## AIM OF THE TASK
Please copy every item below word for word, leaving each line unchanged.

## TASK INPUT
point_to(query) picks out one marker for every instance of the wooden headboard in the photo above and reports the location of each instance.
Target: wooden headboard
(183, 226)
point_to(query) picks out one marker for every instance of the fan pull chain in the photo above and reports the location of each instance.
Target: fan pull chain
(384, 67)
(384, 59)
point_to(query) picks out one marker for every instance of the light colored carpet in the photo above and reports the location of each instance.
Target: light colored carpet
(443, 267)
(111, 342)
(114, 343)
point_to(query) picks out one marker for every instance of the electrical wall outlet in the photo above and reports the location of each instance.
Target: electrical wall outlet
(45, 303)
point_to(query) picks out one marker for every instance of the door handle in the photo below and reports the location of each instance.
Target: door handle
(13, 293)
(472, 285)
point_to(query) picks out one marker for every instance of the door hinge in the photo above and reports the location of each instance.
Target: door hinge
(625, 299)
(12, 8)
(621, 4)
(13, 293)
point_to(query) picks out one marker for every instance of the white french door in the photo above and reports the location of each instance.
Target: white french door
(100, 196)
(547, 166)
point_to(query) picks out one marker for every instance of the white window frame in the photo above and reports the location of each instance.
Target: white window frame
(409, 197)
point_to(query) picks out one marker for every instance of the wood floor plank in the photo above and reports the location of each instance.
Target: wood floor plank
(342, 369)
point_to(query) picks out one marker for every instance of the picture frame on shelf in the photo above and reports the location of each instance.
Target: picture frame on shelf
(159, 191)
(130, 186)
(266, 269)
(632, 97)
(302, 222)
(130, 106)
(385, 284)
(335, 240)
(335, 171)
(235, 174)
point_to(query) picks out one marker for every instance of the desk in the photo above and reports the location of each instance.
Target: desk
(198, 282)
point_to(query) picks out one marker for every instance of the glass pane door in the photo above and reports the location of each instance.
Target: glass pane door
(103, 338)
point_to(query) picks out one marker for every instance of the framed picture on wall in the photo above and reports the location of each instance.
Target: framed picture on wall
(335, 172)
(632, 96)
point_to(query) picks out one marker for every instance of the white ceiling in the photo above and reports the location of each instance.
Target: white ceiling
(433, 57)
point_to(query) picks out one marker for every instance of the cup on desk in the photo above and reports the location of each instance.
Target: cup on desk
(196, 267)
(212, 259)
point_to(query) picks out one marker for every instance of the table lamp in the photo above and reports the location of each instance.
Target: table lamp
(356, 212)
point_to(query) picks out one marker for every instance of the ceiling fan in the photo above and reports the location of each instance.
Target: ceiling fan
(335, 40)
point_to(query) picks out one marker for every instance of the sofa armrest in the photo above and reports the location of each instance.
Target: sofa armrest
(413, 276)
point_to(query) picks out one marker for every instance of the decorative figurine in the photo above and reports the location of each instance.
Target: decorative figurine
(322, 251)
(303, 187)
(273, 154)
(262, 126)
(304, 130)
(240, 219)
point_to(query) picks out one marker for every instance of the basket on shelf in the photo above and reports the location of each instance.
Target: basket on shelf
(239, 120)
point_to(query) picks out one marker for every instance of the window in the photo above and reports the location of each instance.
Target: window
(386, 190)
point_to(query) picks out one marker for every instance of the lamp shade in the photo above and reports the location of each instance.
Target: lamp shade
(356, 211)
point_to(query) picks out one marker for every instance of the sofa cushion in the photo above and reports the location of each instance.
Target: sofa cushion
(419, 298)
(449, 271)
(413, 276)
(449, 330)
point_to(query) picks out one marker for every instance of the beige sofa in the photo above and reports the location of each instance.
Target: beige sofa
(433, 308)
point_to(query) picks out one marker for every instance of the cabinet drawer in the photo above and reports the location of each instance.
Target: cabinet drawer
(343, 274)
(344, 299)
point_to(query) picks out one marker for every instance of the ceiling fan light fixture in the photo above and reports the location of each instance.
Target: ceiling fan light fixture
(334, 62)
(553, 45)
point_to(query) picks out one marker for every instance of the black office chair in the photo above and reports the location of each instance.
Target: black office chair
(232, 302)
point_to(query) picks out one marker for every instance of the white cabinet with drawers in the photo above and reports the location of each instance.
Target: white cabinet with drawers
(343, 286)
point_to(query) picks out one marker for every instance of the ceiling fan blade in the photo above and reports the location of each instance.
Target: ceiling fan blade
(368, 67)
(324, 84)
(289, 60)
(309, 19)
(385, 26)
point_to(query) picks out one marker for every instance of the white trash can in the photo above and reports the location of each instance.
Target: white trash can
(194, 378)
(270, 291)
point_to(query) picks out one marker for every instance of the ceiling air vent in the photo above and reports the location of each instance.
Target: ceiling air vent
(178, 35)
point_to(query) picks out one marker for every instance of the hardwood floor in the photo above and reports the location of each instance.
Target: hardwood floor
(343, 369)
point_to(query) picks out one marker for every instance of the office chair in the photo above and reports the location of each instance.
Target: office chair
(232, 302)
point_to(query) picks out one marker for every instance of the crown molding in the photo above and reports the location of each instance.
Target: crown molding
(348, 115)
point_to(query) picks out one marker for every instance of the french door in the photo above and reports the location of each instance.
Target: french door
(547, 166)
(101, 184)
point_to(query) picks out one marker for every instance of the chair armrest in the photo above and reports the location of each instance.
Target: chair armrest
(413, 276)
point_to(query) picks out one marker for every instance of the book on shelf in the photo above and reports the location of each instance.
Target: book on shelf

## SOLUTION TO THIS EXERCISE
point_to(query) picks out one marker for every instance of the wooden headboard in the photo above and reports the location of each instance.
Target: wooden headboard
(183, 226)
point_to(query) picks out one marker for every instance of the fan pull chain in the photo above and reports the location of each instance.
Target: fan pull chain
(384, 67)
(384, 59)
point_to(query) picks out one marker for every instance of the light colored carpet in the photo above and reports the location of each instance.
Target: light colored carpet
(443, 267)
(111, 342)
(114, 343)
point_to(query) picks out one marker for every instance of the electrical wall outlet in the photo above and reports the location of each instance.
Target: electrical wall outlet
(45, 303)
point_to(query) picks out one marker for every instance of the door handle in the photo below and reports the location of each instance.
Target: door handle
(13, 293)
(472, 285)
point_to(query) picks out one marker for every instance of the door hinge in the photo above and reports the location of each instance.
Target: door hinge
(625, 299)
(12, 8)
(621, 4)
(13, 293)
point_to(query) picks out one marker for every instance of the white french door in the photo above and reports the location of each instance.
Target: white french door
(100, 196)
(547, 166)
point_to(query) picks out one marker for every instance of the white window frame in the photo above and reports the location of each instance.
Target: white window frame
(409, 197)
point_to(query) picks out one marker for every instance of the wood floor plank in the photo above and reports the location of each instance.
Target: wood floor plank
(342, 369)
point_to(query) picks out one marker for every instance of the picture frame on shelf in the photo above and reports the location of each instance.
Target: picture frame on shelf
(159, 191)
(130, 186)
(266, 269)
(632, 97)
(302, 222)
(130, 106)
(385, 284)
(335, 240)
(335, 171)
(235, 174)
point_to(query) picks out one marker for every instance of the desk in the photo above and reports the location of each instance.
Target: desk
(198, 282)
point_to(query) picks out one marker for every instance of the glass pane door in the photo above and reports the location of each instance.
Target: glass pane door
(103, 338)
point_to(query) picks out one marker for every instance of the framed picture on wall in the photo above and reports the location of each instance.
Target: framed picture on wall
(335, 172)
(632, 96)
point_to(query) picks out one marker for every instance of the white ceiling in the photo above and reports the location of each instance.
Target: white ceiling
(433, 57)
point_to(query) picks out one marker for every instance of the cup on desk in the photo above and reports the location of each instance.
Target: cup on desk
(196, 267)
(212, 259)
point_to(query) picks out one marker for every instance of the table lamp in the photo above and reports the location of each instance.
Target: table lamp
(356, 212)
point_to(query) picks out one marker for every instance of the ceiling fan in the photo above and reports the location of each instance.
Target: ceiling fan
(335, 40)
point_to(query) picks out one marker for every instance of the sofa armrest in the photo above and reports the location of each instance.
Target: sofa armrest
(413, 276)
point_to(query) picks out one marker for every instance of the decorative figurine in the photo above and reports the location of each instance.
Target: decorative figurine
(322, 251)
(303, 187)
(273, 154)
(262, 126)
(304, 130)
(240, 219)
point_to(query) picks out one marker for every instance of the basket on shelf in the photo above and reports the location of each instance.
Target: basket on shelf
(239, 120)
point_to(query) picks out one marker for every instance of the window in the photo above and reports the location of each instance.
Target: window
(386, 190)
point_to(query) picks out one marker for every instance of the lamp shade in the photo above and reports the location of each instance.
Target: lamp shade
(356, 211)
point_to(query) picks out one marker for every instance of the sofa cushion in the photo above and reports the location of each instance.
Target: sofa cushion
(419, 298)
(449, 271)
(413, 276)
(449, 330)
point_to(query) picks out one marker for every instance of the beige sofa in the photo above and reports the location of each instance.
Target: beige sofa
(433, 308)
point_to(query) picks out one marker for every instance of the cabinet drawer in the photo above and reports the location of each instance.
Target: cabinet drawer
(343, 274)
(344, 299)
point_to(query) picks out one marker for every instance of the ceiling fan light fixture in the photo above and reports the location of each instance.
Target: ceiling fan light fixture
(334, 62)
(553, 45)
point_to(query) picks out one marker for every instance of the black office chair in the photo above and reports the location of each instance.
Target: black office chair
(232, 302)
point_to(query) picks out one marker for every instance of the white cabinet with drawers in the photo above and reports the location of each instance.
Target: white cabinet with drawers
(343, 286)
point_to(query) picks out one marker for every instance of the ceiling fan blade in the photo above and reports the location of each instance.
Target: ceiling fan blade
(368, 67)
(324, 84)
(289, 60)
(309, 19)
(385, 26)
point_to(query) picks out one marker for every instance of the white trash can in the photo above and reports the location of each instance.
Target: white trash can
(194, 378)
(270, 291)
point_to(query) picks out one marker for every instance of the ceiling air vent in the photo above and reports the location of each instance.
Target: ceiling air vent
(178, 35)
point_to(query) picks out one marker for every instance of the hardwood floor in the photo above and reports the location of each instance.
Target: hardwood floor
(343, 369)
point_to(query) picks out one marker for every instance of the office chair in the photo above and reports the location of each instance.
Target: office chair
(232, 302)
point_to(query) picks out one marker for every instance of the crown molding in the photo above and reports the location of each instance.
Target: crown molding
(348, 115)
point_to(query) picks out one marker for every instance of the french door in the photo above and reports the location of each instance.
Target: french door
(547, 166)
(101, 184)
point_to(query) picks out one marker for every instance of the chair armrest in the photo above and reports the location of each instance.
Target: chair armrest
(413, 276)
point_to(query) picks out one marker for every instance of the book on shelf in the photo above and reports the location of each instance.
Target: book on shelf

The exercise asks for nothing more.